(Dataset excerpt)
[BEGIN]
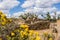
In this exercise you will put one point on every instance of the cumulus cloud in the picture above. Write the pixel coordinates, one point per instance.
(17, 14)
(39, 6)
(6, 5)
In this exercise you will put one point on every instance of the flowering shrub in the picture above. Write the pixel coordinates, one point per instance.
(11, 31)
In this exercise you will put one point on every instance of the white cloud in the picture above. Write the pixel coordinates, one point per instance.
(17, 14)
(27, 4)
(39, 3)
(6, 5)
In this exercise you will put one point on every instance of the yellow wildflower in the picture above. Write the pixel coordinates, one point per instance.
(12, 34)
(31, 32)
(46, 33)
(38, 38)
(24, 26)
(3, 23)
(0, 38)
(50, 39)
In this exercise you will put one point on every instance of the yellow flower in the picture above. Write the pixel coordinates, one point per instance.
(50, 39)
(24, 26)
(12, 34)
(38, 38)
(3, 23)
(46, 33)
(36, 33)
(0, 38)
(26, 29)
(31, 32)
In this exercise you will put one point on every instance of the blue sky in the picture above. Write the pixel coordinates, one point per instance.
(18, 7)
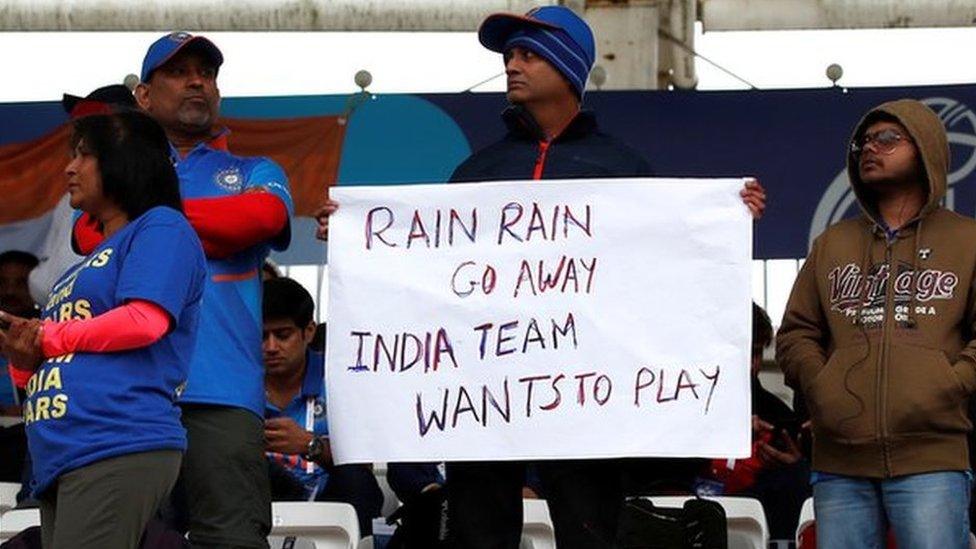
[END]
**WORK TO COMPLETE:** Rewrite every line of the records above as a numbered list, skipping any blank lines and leaving out the pictures.

**OUTPUT FOR THIS TASK:**
1. In this exercise you will put one point on every instance of the cumulus cloud in the picture above. Write the pixel coordinates, one point per instance.
2. (17, 14)
3. (39, 6)
4. (6, 5)
5. In this exercise you will put one point on every instance of the flowering shrub in the picture above. Write the pixel coordinates, one point per instance.
6. (11, 31)
7. In this exercise you will put one point on every instance of the white cloud in the picture above. Write the pixel coordinates, one point per instance.
8. (17, 14)
9. (27, 4)
10. (39, 3)
11. (6, 5)
12. In this exercise you will put one point on every instance of the yellow wildflower in the picture above. Write the pixel coordinates, one point per instance.
13. (12, 34)
14. (31, 32)
15. (46, 33)
16. (38, 38)
17. (24, 26)
18. (3, 23)
19. (0, 38)
20. (50, 39)
21. In this exercise you will put one point on every instance of the yellow flower in the picture above. Write the pixel coordinates, one point per instance.
22. (50, 39)
23. (24, 26)
24. (12, 34)
25. (38, 38)
26. (3, 23)
27. (46, 33)
28. (36, 33)
29. (0, 38)
30. (26, 29)
31. (31, 32)
32. In this exercise you will put one point on every instance of the blue sky in the picture above. Write the pixel coordinates, one point per instance.
33. (18, 7)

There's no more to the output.